**Texto para leitura**.
* * *

Jade Abreu e Leila Coimbra, da Agência iNFRA
As hidrelétricas vêm sofrendo um processo de “demonização”, segundo Paulo Arbex, presidente da Abrapch (Associação Brasileira Pequenas Centrais Hidrelétricas e Centrais Geradoras Hidrelétricas).
A geração a partir de outras fontes limpas, como eólicas e solares, vêm ganhando o espaço que pertencia à geração hidráulica. Mas, na visão do executivo, essa guerra não tem sido justa. “Para entrar no mercado, a ideia é demonizar as hidrelétricas. Achar todos os defeitos imagináveis no concorrente e fazer uma propaganda muito bem-feita. E eles foram muito competentes ao fazer isso. Venderam que a hidrelétrica é um satanás”, disse Arbex.
“Como você entra em um mercado onde o seu concorrente tem a fonte de geração mais barata, mais limpa e estável que existe? Com propaganda negativa”. Ele disse que existem usinas hidrelétricas há 135 anos em operação, com energia limpa e barata, sem problemas. “Itaipu vai durar 500 anos”, afirmou.

* * *

No texto sobre hidrelétricas, quanto tempo Paulo Arbex afirma que Itaipu vai durar? O material não tem relação com o texto sobre hidrelétricas.

* * *

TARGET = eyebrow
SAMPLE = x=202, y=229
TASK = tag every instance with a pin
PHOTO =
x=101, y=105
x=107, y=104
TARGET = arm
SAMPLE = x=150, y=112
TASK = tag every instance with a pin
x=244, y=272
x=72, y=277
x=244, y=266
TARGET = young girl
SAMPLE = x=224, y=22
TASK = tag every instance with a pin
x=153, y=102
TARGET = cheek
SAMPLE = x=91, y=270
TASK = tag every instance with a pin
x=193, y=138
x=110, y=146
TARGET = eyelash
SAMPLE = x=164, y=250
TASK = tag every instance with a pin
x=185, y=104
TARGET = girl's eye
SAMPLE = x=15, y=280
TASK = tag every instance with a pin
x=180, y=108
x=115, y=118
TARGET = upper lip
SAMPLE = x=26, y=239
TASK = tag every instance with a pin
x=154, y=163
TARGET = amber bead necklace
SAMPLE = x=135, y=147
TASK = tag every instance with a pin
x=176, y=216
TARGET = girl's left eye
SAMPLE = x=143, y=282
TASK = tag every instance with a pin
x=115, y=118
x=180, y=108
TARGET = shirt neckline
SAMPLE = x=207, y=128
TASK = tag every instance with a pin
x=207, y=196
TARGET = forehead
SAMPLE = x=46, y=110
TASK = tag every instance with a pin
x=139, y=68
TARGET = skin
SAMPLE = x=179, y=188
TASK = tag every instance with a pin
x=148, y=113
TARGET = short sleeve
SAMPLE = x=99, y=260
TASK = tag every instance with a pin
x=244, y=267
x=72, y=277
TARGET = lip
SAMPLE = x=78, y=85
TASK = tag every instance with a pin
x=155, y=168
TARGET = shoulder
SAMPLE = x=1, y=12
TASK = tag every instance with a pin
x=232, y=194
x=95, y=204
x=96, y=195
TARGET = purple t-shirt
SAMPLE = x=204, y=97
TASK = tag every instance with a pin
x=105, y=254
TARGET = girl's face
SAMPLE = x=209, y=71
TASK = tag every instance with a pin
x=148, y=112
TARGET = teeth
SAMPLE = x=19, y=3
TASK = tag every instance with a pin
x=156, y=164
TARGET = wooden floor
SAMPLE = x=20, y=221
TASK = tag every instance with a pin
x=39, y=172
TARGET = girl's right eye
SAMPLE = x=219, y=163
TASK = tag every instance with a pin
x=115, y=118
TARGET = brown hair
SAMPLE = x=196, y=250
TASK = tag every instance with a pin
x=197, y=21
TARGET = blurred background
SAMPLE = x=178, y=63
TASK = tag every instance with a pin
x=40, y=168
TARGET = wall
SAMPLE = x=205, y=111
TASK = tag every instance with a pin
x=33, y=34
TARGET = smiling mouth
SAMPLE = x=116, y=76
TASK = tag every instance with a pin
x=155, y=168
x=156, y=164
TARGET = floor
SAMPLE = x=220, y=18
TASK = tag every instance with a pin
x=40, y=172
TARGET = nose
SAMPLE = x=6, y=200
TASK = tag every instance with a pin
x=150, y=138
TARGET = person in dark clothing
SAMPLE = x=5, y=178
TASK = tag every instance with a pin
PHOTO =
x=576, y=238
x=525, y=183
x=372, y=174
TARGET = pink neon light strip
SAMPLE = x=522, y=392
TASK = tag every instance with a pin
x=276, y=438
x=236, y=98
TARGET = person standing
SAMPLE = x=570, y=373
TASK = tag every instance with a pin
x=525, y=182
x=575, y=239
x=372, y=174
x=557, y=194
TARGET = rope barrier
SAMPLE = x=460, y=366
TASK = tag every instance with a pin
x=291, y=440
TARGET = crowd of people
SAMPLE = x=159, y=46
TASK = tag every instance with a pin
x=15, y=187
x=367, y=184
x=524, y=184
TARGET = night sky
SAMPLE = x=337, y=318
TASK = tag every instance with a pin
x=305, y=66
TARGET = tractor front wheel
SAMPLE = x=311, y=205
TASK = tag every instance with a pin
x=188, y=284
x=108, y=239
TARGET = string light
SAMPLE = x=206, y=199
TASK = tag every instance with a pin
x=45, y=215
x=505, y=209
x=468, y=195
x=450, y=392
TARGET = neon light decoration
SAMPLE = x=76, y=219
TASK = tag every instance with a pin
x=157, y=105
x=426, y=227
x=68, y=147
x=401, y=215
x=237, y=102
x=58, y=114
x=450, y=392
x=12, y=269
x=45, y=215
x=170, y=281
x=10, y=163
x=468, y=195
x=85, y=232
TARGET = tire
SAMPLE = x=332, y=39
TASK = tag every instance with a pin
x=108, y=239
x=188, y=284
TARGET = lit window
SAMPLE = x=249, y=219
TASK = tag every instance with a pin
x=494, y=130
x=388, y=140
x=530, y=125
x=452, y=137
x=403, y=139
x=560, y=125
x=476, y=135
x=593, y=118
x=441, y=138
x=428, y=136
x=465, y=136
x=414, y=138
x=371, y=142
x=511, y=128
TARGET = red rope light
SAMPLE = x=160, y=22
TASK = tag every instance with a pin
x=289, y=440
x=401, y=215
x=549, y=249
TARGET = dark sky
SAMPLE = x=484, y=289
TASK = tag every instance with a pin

* * *

**Problema resolvido**. 500 anos.